Zu erledigende Aufgaben -
(a) Für welchen neuen Grafikprozessor bringt der Nvidia-Treiber 275.33 laut dem Dokumentabschnitt Unterstützung?
(b) Tausche in den Datensätzen „sun“ gegen „moon“ aus, beginnend mit der Zeile mit „Indicate each instance of the grassy“ bis einschließlich der Zeile mit „[(115, 29)]“. Gib nur diese Zeilen wieder und lass alles andere unverändert.

Dokumentabschnitt -
<<<<
# Neuer Nvidiatreiber mit WHQL: 275.33



## GoldenMic (1. Juni 2011)

Ein neuer Nvidia Treiber ist seit kurzen mit WHQL-Zertifizierung downloadbar und bietet natürlich wie so oft bessere Leistung in einigen Spielen. Genaueres im folgenden Patchnote:


Neu bei Version 275.33
Unterstütze Grafikprozessoren 
Fügt Unterstützung für den neuen Grafikprozessor GeForce GTX 560 hinzu.
Performance
The Release 275 beta driver v275.27 can cause significant performance drop in The Witcher 2. This issue has been resolved in v275.33 drivers. Please read this FAQ for more information on this issue.
Leistungssteigerung im Vergleich zu den WHQL-Treibern v270.61 bei mehreren PC-Spielen für Grafikprozessoren der Serien GeForce 400 und 500. Im Folgenden sind die deutlichsten gemessenen Leistungssteigerungen unter Windows 7 aufgeführt. Ergebnisse hängen vom jeweiligen Grafikprozessor und der Systemkonfiguration ab:
GeForce GTX 580: 
bis zu 4 % bei Crysis 2
bis zu 5 % bei Civilization V mit SLI 
bis zu 9 % bei Portal 2
bis zu 13 % bei Bulletstorm mit aktiviertem Antialiasing 
bis zu 15 % bei Batman: Arkham Asylum mit PhysX High 
GeForce GTX 560: 
bis zu 6 % bei Crysis 2
bis zu 8 % bei Portal 2
bis zu 14 % bei Batman: Arkham Asylum mit PhysX High 
bis zu 15 % bei Bulletstorm mit aktiviertem Antialiasing 
Leistungssteigerung um bis zu 15 % für Dual-Core-CPUs bei Spielen mit CPU-Beschränkung. 

NVIDIA Update
Bei Version 275 fügt NVIDIA Update automatische Profilupdates für SLI, den Einsatz mehrerer Grafikprozessoren und Antialiasing (AA) hinzu. Diese Profilupdates werden automatisch von der NVIDIA-Website heruntergeladen und unaufgefordert auf Ihrem PC installiert, um die Installation mit den aktuellen Spielprofilen auf den neuesten Stand zu bringen. Wenn Sie einen GeForce-Treiber ab Version 270 von Welcome to NVIDIA - World Leader in Visual Computing Technologies installieren, können Sie wählen, ob Sie auch NVIDIA Update installieren möchten. Klicken Sie hier, um mehr über NVIDIA Update zu erfahren..

Desktopskalierung 
Neue Benutzeroberfläche für die NVIDIA-Systemsteuerung zum Konfigurieren der Desktopskalierung, unter anderem mit neuem Vorschaufenster.
Nun erhältlich für sämtliche Bildschirmarten (unter anderem auch für VGA‑ und HDMI-Anschlüsse).
Neue Option „Scaling override“ für Gaming unter Windows 7.
>>>>
Einträge der Datensätze -
<<<<
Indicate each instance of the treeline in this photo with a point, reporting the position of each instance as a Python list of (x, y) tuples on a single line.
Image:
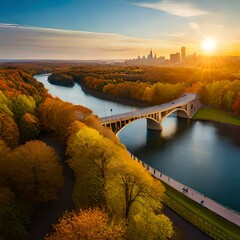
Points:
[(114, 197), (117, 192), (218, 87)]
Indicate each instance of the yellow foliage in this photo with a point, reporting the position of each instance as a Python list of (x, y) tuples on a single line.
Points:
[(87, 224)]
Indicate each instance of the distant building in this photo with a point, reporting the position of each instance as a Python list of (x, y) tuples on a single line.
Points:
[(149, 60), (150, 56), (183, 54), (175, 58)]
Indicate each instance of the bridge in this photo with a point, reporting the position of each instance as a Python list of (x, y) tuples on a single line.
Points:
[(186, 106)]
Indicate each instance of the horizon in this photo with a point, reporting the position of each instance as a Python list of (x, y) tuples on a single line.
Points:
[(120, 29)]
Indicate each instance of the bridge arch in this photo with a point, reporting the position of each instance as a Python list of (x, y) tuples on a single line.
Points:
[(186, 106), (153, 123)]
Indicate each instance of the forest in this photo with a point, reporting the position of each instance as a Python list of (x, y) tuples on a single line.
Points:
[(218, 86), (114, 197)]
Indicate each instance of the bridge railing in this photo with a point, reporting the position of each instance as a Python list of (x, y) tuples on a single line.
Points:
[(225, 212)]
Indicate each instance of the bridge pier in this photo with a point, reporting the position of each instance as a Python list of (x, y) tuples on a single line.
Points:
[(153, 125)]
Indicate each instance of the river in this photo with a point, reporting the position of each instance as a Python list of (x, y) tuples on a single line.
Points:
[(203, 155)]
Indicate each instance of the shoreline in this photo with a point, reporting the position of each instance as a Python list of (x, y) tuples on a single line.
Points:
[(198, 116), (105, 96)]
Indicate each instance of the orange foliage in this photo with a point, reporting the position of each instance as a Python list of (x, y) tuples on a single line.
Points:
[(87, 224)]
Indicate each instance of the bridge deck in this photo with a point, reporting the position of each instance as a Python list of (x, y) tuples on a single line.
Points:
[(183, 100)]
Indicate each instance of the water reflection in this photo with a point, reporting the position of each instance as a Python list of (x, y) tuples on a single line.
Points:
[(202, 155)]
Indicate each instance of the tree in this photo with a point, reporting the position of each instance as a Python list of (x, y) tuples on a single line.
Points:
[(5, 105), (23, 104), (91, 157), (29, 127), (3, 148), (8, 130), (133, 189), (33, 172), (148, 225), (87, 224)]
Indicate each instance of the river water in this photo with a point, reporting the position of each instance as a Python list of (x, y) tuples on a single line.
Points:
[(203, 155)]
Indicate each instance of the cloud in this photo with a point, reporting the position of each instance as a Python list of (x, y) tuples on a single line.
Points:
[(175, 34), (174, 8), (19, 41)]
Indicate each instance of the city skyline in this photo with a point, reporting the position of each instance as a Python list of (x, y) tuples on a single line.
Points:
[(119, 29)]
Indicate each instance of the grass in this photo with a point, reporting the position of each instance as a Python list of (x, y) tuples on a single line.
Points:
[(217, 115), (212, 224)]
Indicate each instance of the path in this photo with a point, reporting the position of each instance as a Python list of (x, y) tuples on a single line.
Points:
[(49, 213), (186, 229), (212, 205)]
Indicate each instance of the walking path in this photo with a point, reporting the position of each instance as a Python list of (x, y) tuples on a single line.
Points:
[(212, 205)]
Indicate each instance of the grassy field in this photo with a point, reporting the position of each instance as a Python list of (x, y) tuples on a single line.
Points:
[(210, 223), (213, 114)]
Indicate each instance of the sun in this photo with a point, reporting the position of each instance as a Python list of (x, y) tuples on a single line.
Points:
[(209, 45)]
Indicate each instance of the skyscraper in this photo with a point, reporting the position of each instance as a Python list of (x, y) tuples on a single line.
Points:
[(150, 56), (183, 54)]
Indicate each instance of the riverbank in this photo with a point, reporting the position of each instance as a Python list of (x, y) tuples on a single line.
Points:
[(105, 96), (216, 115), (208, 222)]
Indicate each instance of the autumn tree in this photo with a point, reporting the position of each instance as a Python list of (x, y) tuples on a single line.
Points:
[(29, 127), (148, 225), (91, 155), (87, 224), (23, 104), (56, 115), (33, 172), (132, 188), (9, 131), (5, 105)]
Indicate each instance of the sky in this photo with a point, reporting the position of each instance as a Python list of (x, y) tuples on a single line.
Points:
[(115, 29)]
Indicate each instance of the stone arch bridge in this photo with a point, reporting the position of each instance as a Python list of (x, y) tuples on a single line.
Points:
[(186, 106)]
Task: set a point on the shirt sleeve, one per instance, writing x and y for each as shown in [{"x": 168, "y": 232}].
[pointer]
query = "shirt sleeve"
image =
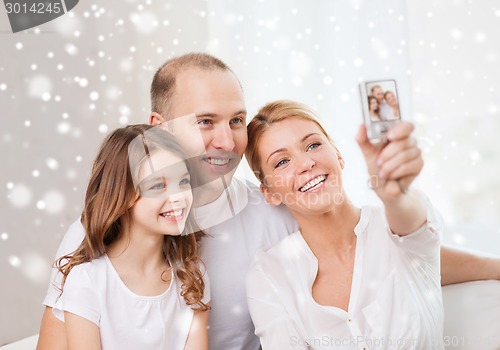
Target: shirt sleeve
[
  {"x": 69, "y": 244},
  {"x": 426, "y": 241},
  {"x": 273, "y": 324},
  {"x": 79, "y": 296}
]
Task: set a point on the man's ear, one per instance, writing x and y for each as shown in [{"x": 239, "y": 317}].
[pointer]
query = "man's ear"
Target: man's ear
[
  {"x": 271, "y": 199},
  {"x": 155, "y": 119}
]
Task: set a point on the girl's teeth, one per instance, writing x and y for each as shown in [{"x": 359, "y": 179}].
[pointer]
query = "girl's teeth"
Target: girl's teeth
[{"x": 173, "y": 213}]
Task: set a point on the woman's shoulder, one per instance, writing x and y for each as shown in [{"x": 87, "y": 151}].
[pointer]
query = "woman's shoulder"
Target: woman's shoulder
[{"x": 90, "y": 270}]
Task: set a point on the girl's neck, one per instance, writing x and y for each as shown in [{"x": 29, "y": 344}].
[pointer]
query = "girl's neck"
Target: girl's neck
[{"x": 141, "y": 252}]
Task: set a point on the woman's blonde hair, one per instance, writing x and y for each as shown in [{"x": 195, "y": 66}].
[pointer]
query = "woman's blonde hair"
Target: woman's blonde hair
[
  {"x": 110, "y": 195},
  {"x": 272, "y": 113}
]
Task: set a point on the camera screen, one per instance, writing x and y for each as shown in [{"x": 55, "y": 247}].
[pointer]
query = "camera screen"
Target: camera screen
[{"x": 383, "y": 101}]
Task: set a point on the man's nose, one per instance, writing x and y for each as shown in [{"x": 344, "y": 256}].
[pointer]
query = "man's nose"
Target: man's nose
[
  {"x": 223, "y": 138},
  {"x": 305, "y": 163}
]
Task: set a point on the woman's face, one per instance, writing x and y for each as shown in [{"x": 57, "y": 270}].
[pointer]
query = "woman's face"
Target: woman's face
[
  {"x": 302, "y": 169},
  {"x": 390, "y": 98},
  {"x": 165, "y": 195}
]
>>>>
Antworten je Aufgabe -
(a) Für die GeForce GTX 560.

(b)
Indicate each instance of the grassy field in this photo with a point, reporting the position of each instance as a Python list of (x, y) tuples on a single line.
Points:
[(210, 223), (213, 114)]
Indicate each instance of the moon in this photo with a point, reporting the position of each instance as a Python list of (x, y) tuples on a single line.
Points:
[(209, 45)]
Indicate each instance of the skyscraper in this photo with a point, reporting the position of each instance as a Python list of (x, y) tuples on a single line.
Points:
[(150, 56), (183, 54)]
Indicate each instance of the riverbank in this photo with a point, reporting the position of each instance as a Python list of (x, y) tuples on a single line.
Points:
[(105, 96), (216, 115), (208, 222)]
Indicate each instance of the autumn tree in this photo with a point, reporting the position of each instance as a Python list of (x, y) tuples on a single line.
Points:
[(29, 127), (148, 225), (91, 155), (87, 224), (23, 104), (56, 115), (33, 172), (132, 188), (9, 131), (5, 105)]
Indicate each instance of the sky in this photo with a point, reporting the position of each instance as a Python list of (x, y) tuples on a single line.
Points:
[(115, 29)]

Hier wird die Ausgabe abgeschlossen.